### THE EXERCISE
Render every line of the listing below as a Markdown table with the columns "No." and "Text", numbering each row and leaving out blank lines.

[Records taken from a data source]
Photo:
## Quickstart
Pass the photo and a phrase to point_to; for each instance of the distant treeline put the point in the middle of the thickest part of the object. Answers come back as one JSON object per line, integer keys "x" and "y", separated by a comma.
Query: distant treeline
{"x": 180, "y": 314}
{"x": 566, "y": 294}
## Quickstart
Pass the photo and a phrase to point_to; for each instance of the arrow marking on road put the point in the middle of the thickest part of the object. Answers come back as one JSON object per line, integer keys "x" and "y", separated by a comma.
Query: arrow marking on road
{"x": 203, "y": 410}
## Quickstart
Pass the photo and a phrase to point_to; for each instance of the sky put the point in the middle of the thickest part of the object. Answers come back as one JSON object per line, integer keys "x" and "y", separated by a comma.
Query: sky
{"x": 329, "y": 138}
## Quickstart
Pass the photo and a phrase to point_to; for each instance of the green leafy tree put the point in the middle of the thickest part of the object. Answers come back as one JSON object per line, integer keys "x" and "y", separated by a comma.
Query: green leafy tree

### SOLUTION BELOW
| No. | Text |
|---|---|
| 1 | Photo: |
| 2 | ## Quickstart |
| 3 | Pass the photo and a phrase to point_to; for each instance of the distant treeline put the point in the middle of the thickest part of the object. Answers come back as one JSON object per line, integer keys "x" and "y", separated by a comma. |
| 4 | Query: distant treeline |
| 5 | {"x": 180, "y": 314} |
| 6 | {"x": 566, "y": 294} |
| 7 | ## Quickstart |
| 8 | Pass the photo and a phrase to point_to; for each instance of the arrow marking on road put the point in the middle of the thickest part of the object. Answers come back as one JSON object per line, integer keys "x" and "y", separated by a comma. |
| 9 | Query: arrow marking on road |
| 10 | {"x": 203, "y": 410} |
| 11 | ## Quickstart |
| 12 | Pass the photo and a phrase to point_to; for each instance of the sky put the point in the middle of the thickest part of the object. Answers come back as one JSON object per line, integer keys "x" and "y", separated by a comma. |
| 13 | Query: sky |
| 14 | {"x": 329, "y": 138} |
| 15 | ## Quickstart |
| 16 | Pass the photo and a phrase to point_to; for each instance of the green leafy tree put the point in the middle of the thickest part of the object. Answers come back as one JSON object per line, integer keys "x" and "y", separated by a comma. |
| 17 | Query: green leafy tree |